## WORK REQUEST
Print all of the records. Exclude the images.

Start of GIVEN ENTRIES

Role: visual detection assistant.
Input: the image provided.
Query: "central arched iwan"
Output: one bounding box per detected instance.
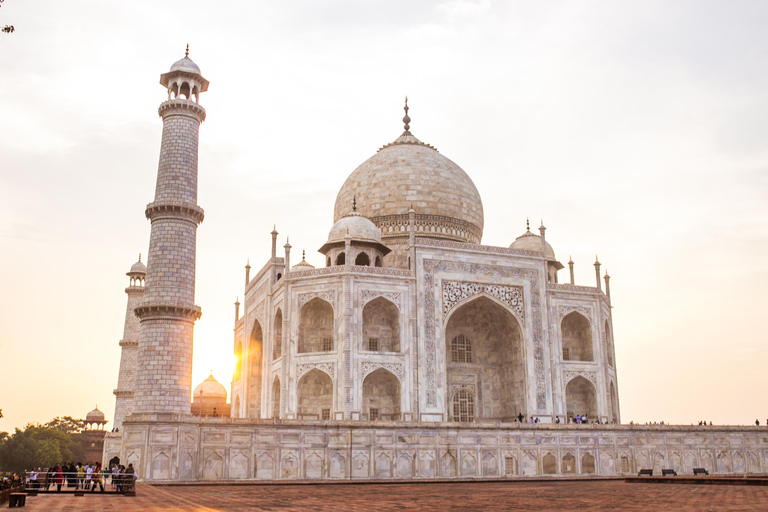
[445,296,526,421]
[561,312,593,362]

End of GIVEN ENTRIES

## TASK SOLUTION
Role: visual detection assistant.
Input: the image provided.
Query: "central arched iwan"
Output: one bounding box per detected instance.
[445,296,526,421]
[561,312,593,362]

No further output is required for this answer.